[Start of Stored rows]

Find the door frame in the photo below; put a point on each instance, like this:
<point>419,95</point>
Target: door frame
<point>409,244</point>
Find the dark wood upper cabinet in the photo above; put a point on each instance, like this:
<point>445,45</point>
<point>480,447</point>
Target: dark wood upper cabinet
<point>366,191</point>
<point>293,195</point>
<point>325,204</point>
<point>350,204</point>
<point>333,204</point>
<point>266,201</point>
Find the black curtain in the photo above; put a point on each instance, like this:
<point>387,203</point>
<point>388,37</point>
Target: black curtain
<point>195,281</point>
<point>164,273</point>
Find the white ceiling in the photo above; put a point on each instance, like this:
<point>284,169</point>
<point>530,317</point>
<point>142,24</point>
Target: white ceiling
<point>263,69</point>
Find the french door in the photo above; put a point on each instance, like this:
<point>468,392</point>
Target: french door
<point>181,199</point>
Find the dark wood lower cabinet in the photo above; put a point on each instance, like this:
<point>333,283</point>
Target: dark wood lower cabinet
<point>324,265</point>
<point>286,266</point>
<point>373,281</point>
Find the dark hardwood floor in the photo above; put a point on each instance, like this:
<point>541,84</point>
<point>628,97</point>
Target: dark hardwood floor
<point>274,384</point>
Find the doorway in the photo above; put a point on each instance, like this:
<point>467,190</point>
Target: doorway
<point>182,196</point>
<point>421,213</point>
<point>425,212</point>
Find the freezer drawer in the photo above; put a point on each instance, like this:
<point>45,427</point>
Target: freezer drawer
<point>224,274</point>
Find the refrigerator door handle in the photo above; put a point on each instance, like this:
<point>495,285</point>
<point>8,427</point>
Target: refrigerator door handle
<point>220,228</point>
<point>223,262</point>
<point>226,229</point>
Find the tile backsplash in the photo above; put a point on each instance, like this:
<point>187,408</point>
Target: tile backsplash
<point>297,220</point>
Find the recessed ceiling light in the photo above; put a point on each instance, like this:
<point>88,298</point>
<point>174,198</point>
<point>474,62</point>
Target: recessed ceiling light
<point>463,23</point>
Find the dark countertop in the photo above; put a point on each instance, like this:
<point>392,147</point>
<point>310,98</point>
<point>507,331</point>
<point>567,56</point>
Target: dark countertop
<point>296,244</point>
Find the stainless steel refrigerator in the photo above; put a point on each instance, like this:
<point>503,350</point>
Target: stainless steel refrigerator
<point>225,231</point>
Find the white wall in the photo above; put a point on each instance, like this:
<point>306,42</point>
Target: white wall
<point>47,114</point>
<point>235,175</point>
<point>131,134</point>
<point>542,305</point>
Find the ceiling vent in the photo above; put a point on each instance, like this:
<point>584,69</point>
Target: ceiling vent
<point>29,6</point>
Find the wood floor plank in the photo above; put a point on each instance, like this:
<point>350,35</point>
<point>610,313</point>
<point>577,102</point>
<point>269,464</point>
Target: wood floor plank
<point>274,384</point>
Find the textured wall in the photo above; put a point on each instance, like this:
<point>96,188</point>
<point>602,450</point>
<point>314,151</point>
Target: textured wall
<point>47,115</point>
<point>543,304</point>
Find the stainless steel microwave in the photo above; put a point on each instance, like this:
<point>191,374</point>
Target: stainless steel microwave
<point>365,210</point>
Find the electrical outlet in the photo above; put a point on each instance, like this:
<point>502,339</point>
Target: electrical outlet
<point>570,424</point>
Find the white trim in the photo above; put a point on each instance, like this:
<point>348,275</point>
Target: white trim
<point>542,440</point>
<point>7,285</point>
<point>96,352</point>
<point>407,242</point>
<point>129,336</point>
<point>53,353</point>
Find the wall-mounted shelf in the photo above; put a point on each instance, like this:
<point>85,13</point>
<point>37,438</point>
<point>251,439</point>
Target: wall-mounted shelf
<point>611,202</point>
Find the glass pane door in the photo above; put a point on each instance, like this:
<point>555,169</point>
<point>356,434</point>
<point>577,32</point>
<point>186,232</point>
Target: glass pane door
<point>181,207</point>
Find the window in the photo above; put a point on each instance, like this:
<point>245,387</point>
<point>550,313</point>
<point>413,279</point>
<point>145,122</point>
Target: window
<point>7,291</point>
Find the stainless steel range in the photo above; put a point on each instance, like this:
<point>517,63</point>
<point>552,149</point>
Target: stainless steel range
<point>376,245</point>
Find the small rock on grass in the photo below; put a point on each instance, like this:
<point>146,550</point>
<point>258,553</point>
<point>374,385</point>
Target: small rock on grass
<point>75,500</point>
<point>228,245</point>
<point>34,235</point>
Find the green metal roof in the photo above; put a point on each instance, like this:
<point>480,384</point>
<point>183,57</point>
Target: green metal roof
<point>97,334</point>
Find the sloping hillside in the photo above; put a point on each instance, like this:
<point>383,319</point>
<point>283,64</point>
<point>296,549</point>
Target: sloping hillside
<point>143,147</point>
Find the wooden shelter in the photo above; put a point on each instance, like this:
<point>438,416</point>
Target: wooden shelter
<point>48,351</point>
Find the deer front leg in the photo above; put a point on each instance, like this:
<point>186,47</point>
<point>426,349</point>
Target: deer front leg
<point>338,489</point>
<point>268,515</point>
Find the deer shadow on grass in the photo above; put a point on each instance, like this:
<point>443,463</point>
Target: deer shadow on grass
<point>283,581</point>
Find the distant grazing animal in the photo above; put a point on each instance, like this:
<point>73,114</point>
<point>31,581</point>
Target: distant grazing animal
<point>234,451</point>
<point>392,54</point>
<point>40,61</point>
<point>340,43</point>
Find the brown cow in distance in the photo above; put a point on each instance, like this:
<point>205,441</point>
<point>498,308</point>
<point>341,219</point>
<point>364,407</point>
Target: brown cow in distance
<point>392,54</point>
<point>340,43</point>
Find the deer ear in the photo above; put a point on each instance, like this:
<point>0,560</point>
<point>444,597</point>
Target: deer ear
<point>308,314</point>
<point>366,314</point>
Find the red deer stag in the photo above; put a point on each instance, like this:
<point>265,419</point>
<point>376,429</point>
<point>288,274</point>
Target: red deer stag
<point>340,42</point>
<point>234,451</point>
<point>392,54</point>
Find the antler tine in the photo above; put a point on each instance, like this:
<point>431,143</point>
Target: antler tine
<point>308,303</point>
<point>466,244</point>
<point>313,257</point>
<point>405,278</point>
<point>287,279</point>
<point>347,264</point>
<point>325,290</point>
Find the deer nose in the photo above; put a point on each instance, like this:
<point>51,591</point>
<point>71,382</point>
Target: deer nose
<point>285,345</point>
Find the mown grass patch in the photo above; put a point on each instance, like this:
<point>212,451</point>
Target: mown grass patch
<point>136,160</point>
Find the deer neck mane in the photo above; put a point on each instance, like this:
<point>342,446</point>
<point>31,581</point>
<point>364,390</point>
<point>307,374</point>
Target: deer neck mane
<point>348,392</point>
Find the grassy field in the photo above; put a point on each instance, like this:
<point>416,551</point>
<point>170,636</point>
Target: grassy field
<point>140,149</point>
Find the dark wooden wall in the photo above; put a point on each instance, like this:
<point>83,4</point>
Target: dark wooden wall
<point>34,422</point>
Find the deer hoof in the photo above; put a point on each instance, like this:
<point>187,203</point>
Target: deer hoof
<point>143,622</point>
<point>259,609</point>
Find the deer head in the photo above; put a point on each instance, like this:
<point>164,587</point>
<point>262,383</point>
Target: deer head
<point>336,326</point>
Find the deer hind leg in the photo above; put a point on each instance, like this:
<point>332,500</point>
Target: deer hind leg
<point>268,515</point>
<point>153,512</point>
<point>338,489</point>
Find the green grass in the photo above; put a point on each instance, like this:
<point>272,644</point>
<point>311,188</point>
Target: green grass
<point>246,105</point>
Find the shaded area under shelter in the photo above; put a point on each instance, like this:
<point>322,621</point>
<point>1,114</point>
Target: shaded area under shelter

[End of Stored rows]

◆ **Given request**
Arrange every line of the listing above as a Markdown table with the columns "No." and "Line", numbering the rows in order and omitting blank lines.

◆ **Result of this exercise**
| No. | Line |
|---|---|
| 1 | Find the door frame in the photo below; put a point on each instance, like this: |
| 2 | <point>419,95</point> |
| 3 | Target: door frame |
| 4 | <point>409,244</point> |
| 5 | Find the dark wood upper cabinet in the photo above; put a point on each instance, like this: |
| 6 | <point>445,45</point> |
| 7 | <point>480,447</point> |
| 8 | Target: dark wood upper cabinet |
| 9 | <point>366,191</point> |
| 10 | <point>293,195</point> |
| 11 | <point>325,204</point> |
| 12 | <point>350,204</point> |
| 13 | <point>333,204</point> |
| 14 | <point>266,201</point> |
| 15 | Find the black curtain in the photo above; put a point on each instance, like this: |
| 16 | <point>387,203</point> |
| 17 | <point>388,37</point> |
| 18 | Target: black curtain |
| 19 | <point>195,281</point> |
| 20 | <point>164,273</point> |
| 21 | Find the white ceiling in the photo above; put a point on each instance, like this: |
| 22 | <point>284,169</point> |
| 23 | <point>530,317</point> |
| 24 | <point>142,24</point> |
| 25 | Target: white ceiling |
| 26 | <point>263,69</point> |
| 27 | Find the french door in the photo above; put a point on each instance, like this: |
| 28 | <point>468,392</point> |
| 29 | Target: french door |
| 30 | <point>181,199</point> |
| 31 | Find the dark wood lower cabinet in the photo above; put a point on each instance, like this: |
| 32 | <point>333,283</point> |
| 33 | Target: dark wood lower cabinet |
| 34 | <point>324,265</point> |
| 35 | <point>286,266</point> |
| 36 | <point>373,281</point> |
| 37 | Find the dark hardwood floor in the photo above; put a point on each instance, like this: |
| 38 | <point>541,84</point> |
| 39 | <point>628,97</point> |
| 40 | Target: dark hardwood floor |
| 41 | <point>274,384</point> |
| 42 | Find the doorway in the photo above; put a point on each instance, like this: |
| 43 | <point>467,190</point> |
| 44 | Target: doorway |
| 45 | <point>182,196</point> |
| 46 | <point>421,213</point> |
| 47 | <point>425,212</point> |
| 48 | Find the freezer drawer in the photo above; put a point on each instance, like this: |
| 49 | <point>45,427</point> |
| 50 | Target: freezer drawer |
| 51 | <point>224,274</point> |
| 52 | Find the refrigerator door handle in the photo above; put a point on each instance, like this: |
| 53 | <point>495,285</point> |
| 54 | <point>8,427</point> |
| 55 | Target: refrigerator door handle |
| 56 | <point>220,228</point> |
| 57 | <point>223,262</point> |
| 58 | <point>226,229</point> |
| 59 | Find the tile backsplash in the photo above; put a point on each instance, like this: |
| 60 | <point>187,408</point> |
| 61 | Target: tile backsplash |
| 62 | <point>297,220</point> |
| 63 | Find the recessed ceiling light in the photo above; put a point on each instance, like this: |
| 64 | <point>88,298</point> |
| 65 | <point>174,198</point> |
| 66 | <point>474,62</point> |
| 67 | Target: recessed ceiling light |
| 68 | <point>463,23</point> |
| 69 | Find the dark countertop in the photo above; put a point on each instance, like this: |
| 70 | <point>392,147</point> |
| 71 | <point>310,98</point> |
| 72 | <point>507,331</point> |
| 73 | <point>567,56</point> |
| 74 | Target: dark countertop |
| 75 | <point>296,244</point> |
| 76 | Find the stainless steel refrigerator in the photo above; put a point on each instance, like this: |
| 77 | <point>503,350</point> |
| 78 | Target: stainless steel refrigerator |
| 79 | <point>225,231</point> |
| 80 | Find the white wall in the photo above; put a point on each instance, like this: |
| 81 | <point>306,42</point> |
| 82 | Target: white wall |
| 83 | <point>47,114</point> |
| 84 | <point>235,175</point> |
| 85 | <point>131,134</point> |
| 86 | <point>542,305</point> |
| 87 | Find the ceiling vent in the photo above; put a point on each instance, like this: |
| 88 | <point>584,69</point> |
| 89 | Target: ceiling vent |
| 90 | <point>29,6</point> |
| 91 | Find the wood floor plank in the photo above; put a point on each instance, like this: |
| 92 | <point>350,35</point> |
| 93 | <point>610,313</point> |
| 94 | <point>577,102</point> |
| 95 | <point>269,464</point> |
| 96 | Target: wood floor plank |
| 97 | <point>274,384</point> |
| 98 | Find the textured wall in the photo above; put a point on each instance, like this: |
| 99 | <point>96,188</point> |
| 100 | <point>602,450</point> |
| 101 | <point>314,151</point> |
| 102 | Target: textured wall |
| 103 | <point>47,115</point> |
| 104 | <point>543,304</point> |
| 105 | Find the stainless steel microwave in the photo above; put a point on each instance, like this: |
| 106 | <point>191,374</point> |
| 107 | Target: stainless steel microwave |
| 108 | <point>365,210</point> |
| 109 | Find the electrical outlet in the photo above; put a point on each instance, like this: |
| 110 | <point>502,339</point> |
| 111 | Target: electrical outlet |
| 112 | <point>570,424</point> |
| 113 | Find the white trim in the photo above; put a point on each instance, like this: |
| 114 | <point>348,275</point> |
| 115 | Target: white trim |
| 116 | <point>542,440</point> |
| 117 | <point>7,285</point> |
| 118 | <point>96,352</point> |
| 119 | <point>407,242</point> |
| 120 | <point>129,336</point> |
| 121 | <point>53,353</point> |
| 122 | Find the wall-mounted shelf in the photo above; put a point on each instance, like this: |
| 123 | <point>85,13</point> |
| 124 | <point>37,438</point> |
| 125 | <point>251,439</point> |
| 126 | Target: wall-mounted shelf |
| 127 | <point>611,202</point> |
| 128 | Find the glass pane door in the photo above; put a point on each instance, like this: |
| 129 | <point>555,169</point> |
| 130 | <point>356,434</point> |
| 131 | <point>577,32</point> |
| 132 | <point>186,232</point> |
| 133 | Target: glass pane door |
| 134 | <point>181,207</point> |
| 135 | Find the window in the photo above; put a point on each instance, like this: |
| 136 | <point>245,387</point> |
| 137 | <point>550,313</point> |
| 138 | <point>413,279</point> |
| 139 | <point>145,122</point> |
| 140 | Target: window |
| 141 | <point>7,291</point> |
| 142 | Find the stainless steel range in the photo above; put a point on each instance, like this: |
| 143 | <point>517,63</point> |
| 144 | <point>552,149</point> |
| 145 | Target: stainless steel range |
| 146 | <point>376,245</point> |
| 147 | Find the small rock on grass in the photo below; put a point on each instance, like this: |
| 148 | <point>146,550</point> |
| 149 | <point>258,553</point> |
| 150 | <point>374,385</point> |
| 151 | Target: small rock on grass |
| 152 | <point>75,500</point> |
| 153 | <point>228,245</point> |
| 154 | <point>34,235</point> |
| 155 | Find the green metal roof in the photo above; put a point on each instance, like this: |
| 156 | <point>480,384</point> |
| 157 | <point>183,57</point> |
| 158 | Target: green metal roof |
| 159 | <point>97,334</point> |
| 160 | Find the sloping hillside in the photo above; put a point on each instance, like this: |
| 161 | <point>383,319</point> |
| 162 | <point>283,64</point> |
| 163 | <point>296,549</point> |
| 164 | Target: sloping hillside |
| 165 | <point>143,147</point> |
| 166 | Find the wooden shelter in the photo above; put a point on each instance, like this: |
| 167 | <point>438,416</point> |
| 168 | Target: wooden shelter |
| 169 | <point>48,351</point> |
| 170 | Find the deer front leg in the photo above; put a point on each instance, like this: |
| 171 | <point>186,47</point> |
| 172 | <point>426,349</point> |
| 173 | Target: deer front leg |
| 174 | <point>338,489</point> |
| 175 | <point>268,515</point> |
| 176 | Find the deer shadow on grass in the photo above; put a point on each instance, like this: |
| 177 | <point>443,463</point> |
| 178 | Target: deer shadow on grass |
| 179 | <point>283,581</point> |
| 180 | Find the distant grazing animal in the photo above; put a point on each instance, like this: |
| 181 | <point>73,114</point> |
| 182 | <point>31,581</point> |
| 183 | Target: distant grazing animal |
| 184 | <point>234,451</point> |
| 185 | <point>392,54</point> |
| 186 | <point>40,61</point> |
| 187 | <point>340,43</point> |
| 188 | Find the brown cow in distance in the photo above; put a point on each instance, like this: |
| 189 | <point>205,441</point> |
| 190 | <point>498,308</point> |
| 191 | <point>341,219</point> |
| 192 | <point>364,407</point> |
| 193 | Target: brown cow in distance |
| 194 | <point>392,54</point> |
| 195 | <point>340,43</point> |
| 196 | Find the deer ear in the photo above; put a point on each instance, like this: |
| 197 | <point>0,560</point> |
| 198 | <point>444,597</point> |
| 199 | Target: deer ear |
| 200 | <point>308,314</point> |
| 201 | <point>366,314</point> |
| 202 | Find the red deer stag in the photo above; put a point on each instance, like this: |
| 203 | <point>265,419</point> |
| 204 | <point>376,429</point> |
| 205 | <point>288,274</point> |
| 206 | Target: red deer stag |
| 207 | <point>340,42</point> |
| 208 | <point>234,451</point> |
| 209 | <point>392,54</point> |
| 210 | Find the antler tine in the photo above; put a point on each instance, like this: |
| 211 | <point>431,143</point> |
| 212 | Target: antler tine |
| 213 | <point>308,303</point> |
| 214 | <point>466,244</point> |
| 215 | <point>313,257</point> |
| 216 | <point>405,278</point> |
| 217 | <point>287,279</point> |
| 218 | <point>347,264</point> |
| 219 | <point>325,290</point> |
| 220 | Find the deer nose in the photo above; put a point on each instance, like this: |
| 221 | <point>51,591</point> |
| 222 | <point>71,382</point> |
| 223 | Target: deer nose |
| 224 | <point>285,345</point> |
| 225 | Find the mown grass patch in the photo above; put a point on each instance, like this: |
| 226 | <point>212,451</point> |
| 227 | Target: mown grass patch |
| 228 | <point>136,160</point> |
| 229 | Find the deer neck mane in the photo above; put a point on each instance, like this: |
| 230 | <point>342,446</point> |
| 231 | <point>31,581</point> |
| 232 | <point>364,390</point> |
| 233 | <point>307,374</point> |
| 234 | Target: deer neck mane |
| 235 | <point>348,392</point> |
| 236 | Find the grassy field in the photo above; put a point on each instance, like this: |
| 237 | <point>416,551</point> |
| 238 | <point>170,636</point> |
| 239 | Target: grassy field |
| 240 | <point>140,149</point> |
| 241 | Find the dark wooden wall in the photo above; put a point on each instance, like this: |
| 242 | <point>83,4</point> |
| 243 | Target: dark wooden wall |
| 244 | <point>34,422</point> |
| 245 | Find the deer hoof in the photo above; put a point on each instance, like this: |
| 246 | <point>187,203</point> |
| 247 | Target: deer hoof |
| 248 | <point>143,622</point> |
| 249 | <point>259,609</point> |
| 250 | Find the deer head in the photo above; put a point on each instance, like this: |
| 251 | <point>164,587</point> |
| 252 | <point>262,383</point> |
| 253 | Target: deer head |
| 254 | <point>336,326</point> |
| 255 | Find the deer hind leg in the photo above; put a point on each instance, like this: |
| 256 | <point>332,500</point> |
| 257 | Target: deer hind leg |
| 258 | <point>268,515</point> |
| 259 | <point>153,512</point> |
| 260 | <point>338,489</point> |
| 261 | Find the green grass in the photo above; put a point on each instance, like this: |
| 262 | <point>272,644</point> |
| 263 | <point>311,188</point> |
| 264 | Target: green grass |
| 265 | <point>246,105</point> |
| 266 | Find the shaded area under shelter in the photo above; put a point on each instance, like this: |
| 267 | <point>322,621</point> |
| 268 | <point>1,114</point> |
| 269 | Target: shaded area under shelter |